Textauszug
----------

Heute Dienstag ist eine Wanderung angesagt. Wir wollen zu den Hot Springs laufen. So fahren wir wieder zurück nach Jermuk und zum Hirsch-Denkmal oberhalb der Stadt. Unterwegs werden wir von einer Polizeistreife angehalten. Wir hätten ein Rotsignal überfahren, was wir beide vehement verneinen. Wir haben vor dem Rotlicht angehalten. Nach unserem Protest schreibt uns der Polizist auf Google: «Diesmal verzeihen wir euch, aber macht das bitte nie mehr. Nächstes Mal gibt es eine Busse.» Wir sind ziemlich irritiert, denn wir sind sicher, am richtigen Ort angehalten zu haben.

Tolle Wanderung
Wir parkieren in der Nähe des Denkmals und werden genau beobachtet. Gleich neben unserem Wanderparkplatz stehen drei armenische Armeecamions im Feld. Wir haben gut vier Kilometer vor uns, um zu den Quellen zu gelangen. So laufen wir an den Soldaten vorbei und werden freundlich gegrüsst. Einer spricht sogar englisch. Dann gehts über einen Weg durch bunte Blumenwiesen. Ein Glück, dass es hier auf 2200 Metern Höhe keine Viehwirtschaft gibt. So herrscht hier eine unglaubliche Blumenvielfalt. Je näher wir zu den Quellen kommen, desto schlechter wird der Weg. Immer wieder müssen wir Bäche ohne Brücken überqueren. Dann sind wir da. Die erste Sprudelquelle ist kalt. Offenbar kommt hier Wasser mit viel Eisengehalt an die Oberfläche, alles ist eisenrot. Wir laufen zur nächsten Quelle, hier treffen wir kurz auf ein russisches Paar. Das Wasser ist angenehm warm, aber weit entfernt von «Hot Springs». Ich setze mich ins Bad und lasse mich besprudeln. Der kleine Geysir kommt alle paar Minuten. Als wir unser Picknick auspacken, fährt ein Tour-Jeep vor. Er hält genau einen Meter neben uns an und entlädt ein paar armenische Touristen. Wir runzeln unsere Stirn, weil der Fahrer so nah neben uns parkiert hat, denn es hätte genug Platz, um das Fahrzeug weiter weg zu stellen. Der Fahrer ist jedoch ganz freundlich und offeriert uns einen Cognac sowie einen frisch gebrauten Kaffee. Dann machen wir uns auf den Rückweg zum WoMo, wieder durch Bäche und über bunte Blumenwiesen.

----------

Deine Aufgaben
• a. Schreibe aus dem Bericht über die Wanderung bei Jermuk den Abschnitt ab, der mit „Heute Dienstag ist“ beginnt und mit „angehalten zu haben.“ endet.
• b. Greif den Bericht über die Wanderung bei Jermuk dort auf, wo er aufhört, und schreibe ihn weiter.

----------

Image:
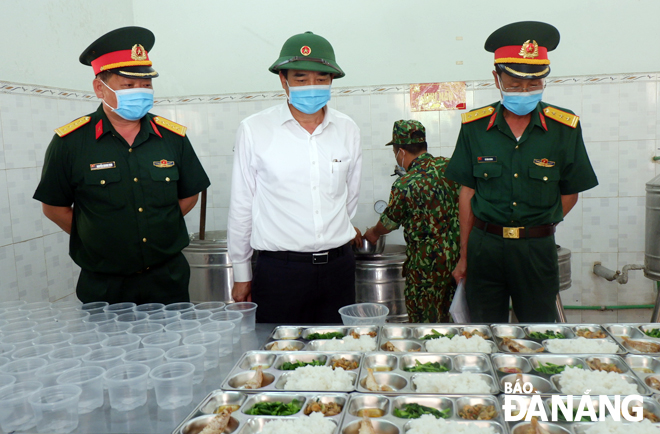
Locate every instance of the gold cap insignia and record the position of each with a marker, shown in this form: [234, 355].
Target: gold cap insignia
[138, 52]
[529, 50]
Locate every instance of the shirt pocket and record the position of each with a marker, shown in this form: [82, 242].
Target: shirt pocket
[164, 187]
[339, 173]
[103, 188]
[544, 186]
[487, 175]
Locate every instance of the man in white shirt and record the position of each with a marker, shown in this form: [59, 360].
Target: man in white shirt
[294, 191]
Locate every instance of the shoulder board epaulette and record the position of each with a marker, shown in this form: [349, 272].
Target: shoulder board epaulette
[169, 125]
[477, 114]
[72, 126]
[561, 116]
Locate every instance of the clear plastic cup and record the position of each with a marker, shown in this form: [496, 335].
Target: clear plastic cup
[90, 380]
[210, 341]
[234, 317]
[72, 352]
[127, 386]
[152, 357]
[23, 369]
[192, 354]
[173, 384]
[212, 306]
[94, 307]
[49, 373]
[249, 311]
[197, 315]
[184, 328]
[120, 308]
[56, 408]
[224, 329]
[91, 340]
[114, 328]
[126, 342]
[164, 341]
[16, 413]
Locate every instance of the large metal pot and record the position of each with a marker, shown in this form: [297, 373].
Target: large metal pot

----------

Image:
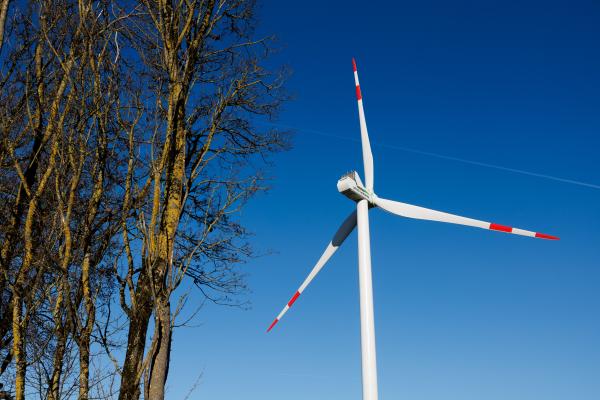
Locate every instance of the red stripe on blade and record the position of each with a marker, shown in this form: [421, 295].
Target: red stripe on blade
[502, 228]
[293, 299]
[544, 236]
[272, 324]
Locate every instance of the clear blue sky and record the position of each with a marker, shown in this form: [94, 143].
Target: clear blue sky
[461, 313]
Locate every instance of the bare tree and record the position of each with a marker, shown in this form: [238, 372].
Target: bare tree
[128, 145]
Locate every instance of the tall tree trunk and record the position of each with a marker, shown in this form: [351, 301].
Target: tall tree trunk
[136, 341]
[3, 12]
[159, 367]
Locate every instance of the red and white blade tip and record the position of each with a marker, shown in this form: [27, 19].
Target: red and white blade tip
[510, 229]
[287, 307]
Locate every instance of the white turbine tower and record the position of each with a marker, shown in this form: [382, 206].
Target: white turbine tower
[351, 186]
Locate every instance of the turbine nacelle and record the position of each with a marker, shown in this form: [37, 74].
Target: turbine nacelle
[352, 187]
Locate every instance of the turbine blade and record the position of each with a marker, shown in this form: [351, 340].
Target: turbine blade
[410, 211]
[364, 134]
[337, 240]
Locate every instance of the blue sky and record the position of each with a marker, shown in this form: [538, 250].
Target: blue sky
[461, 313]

----------

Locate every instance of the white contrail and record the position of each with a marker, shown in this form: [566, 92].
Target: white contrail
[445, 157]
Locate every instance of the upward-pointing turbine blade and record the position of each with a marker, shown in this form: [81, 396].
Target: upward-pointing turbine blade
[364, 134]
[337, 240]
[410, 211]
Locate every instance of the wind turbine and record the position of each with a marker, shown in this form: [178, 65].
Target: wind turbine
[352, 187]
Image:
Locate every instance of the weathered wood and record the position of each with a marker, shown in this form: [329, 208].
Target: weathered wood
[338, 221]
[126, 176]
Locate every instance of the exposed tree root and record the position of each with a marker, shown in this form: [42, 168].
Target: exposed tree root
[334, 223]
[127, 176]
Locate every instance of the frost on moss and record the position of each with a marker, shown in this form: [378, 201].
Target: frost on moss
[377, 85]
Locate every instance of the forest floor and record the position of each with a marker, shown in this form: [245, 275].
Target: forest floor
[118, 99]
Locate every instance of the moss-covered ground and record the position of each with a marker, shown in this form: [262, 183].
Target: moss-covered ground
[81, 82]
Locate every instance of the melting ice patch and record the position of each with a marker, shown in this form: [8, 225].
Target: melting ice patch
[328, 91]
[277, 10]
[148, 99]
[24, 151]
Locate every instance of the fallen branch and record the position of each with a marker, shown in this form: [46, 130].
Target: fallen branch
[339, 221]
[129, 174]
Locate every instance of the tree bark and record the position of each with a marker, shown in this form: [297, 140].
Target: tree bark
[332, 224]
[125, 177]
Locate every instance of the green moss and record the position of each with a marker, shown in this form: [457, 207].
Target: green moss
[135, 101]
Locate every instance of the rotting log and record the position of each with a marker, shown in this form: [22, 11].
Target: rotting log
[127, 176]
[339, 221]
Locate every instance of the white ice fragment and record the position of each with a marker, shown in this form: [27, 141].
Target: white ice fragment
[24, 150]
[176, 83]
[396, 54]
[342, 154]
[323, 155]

----------

Antworten unten
• a.
Heute Dienstag ist eine Wanderung angesagt. Wir wollen zu den Hot Springs laufen. So fahren wir wieder zurück nach Jermuk und zum Hirsch-Denkmal oberhalb der Stadt. Unterwegs werden wir von einer Polizeistreife angehalten. Wir hätten ein Rotsignal überfahren, was wir beide vehement verneinen. Wir haben vor dem Rotlicht angehalten. Nach unserem Protest schreibt uns der Polizist auf Google: «Diesmal verzeihen wir euch, aber macht das bitte nie mehr. Nächstes Mal gibt es eine Busse.» Wir sind ziemlich irritiert, denn wir sind sicher, am richtigen Ort angehalten zu haben.

• b.
Verdientes Bier
In Jermuk trinken wir ein Bier. Dort spricht uns Walter an, ein Österreicher, der mit Yaghob, einem Iraner, unterwegs ist. Sie sind gerade aus dem Iran gekommen und haben das Land wegen des Krieges mit Israel und den USA so schnell als möglich verlassen. Yaghob bietet an, dass wir, wenn das Land wieder frei ist, bei ihm in Shiraz bleiben können. Wir tauschen unsere Kontaktdaten aus. Ich hoffe, dass wir eines Tages dieses Angebot annehmen können.

Bevor wir zum Stellplatz am See zurückfahren, wollen wir uns noch die Wasserfälle in Jermuk ansehen. Mit 64 Metern Höhe sind es offenbar die grössten Armeniens. Viele Leute kommen in die Schlucht zu den Fällen, wir erwischen gerade noch die letzten Sonnenstrahlen. Auf der Rückfahrt kontrollieren wir nochmals das Rotlicht. Und tatsächlich, ich hätte fünf Meter weiter hinten anhalten sollen. Dies ist weder mir noch Pia aufgefallen. So muss ich mich tatsächlich an der eigenen Nase nehmen. Bald sind wir wieder auf unserem wunderbaren Stellplatz am See. Heute haben wir über 20’000 Schritte gemacht.

Auch am Mittwoch ist schönes Wetter. Das nutzen wir, um mit der Bergbahn noch oben zu fahren. Die Fahrt hin und zurück kostet 3000 Dram für beide (6.30 sFr.). Wir schauen auf Jermuk runter und essen ein kleines Picknick. Pia läuft den Berg runter, ich nehme wieder die Bahn. Später werde ich sie unten wieder abholen.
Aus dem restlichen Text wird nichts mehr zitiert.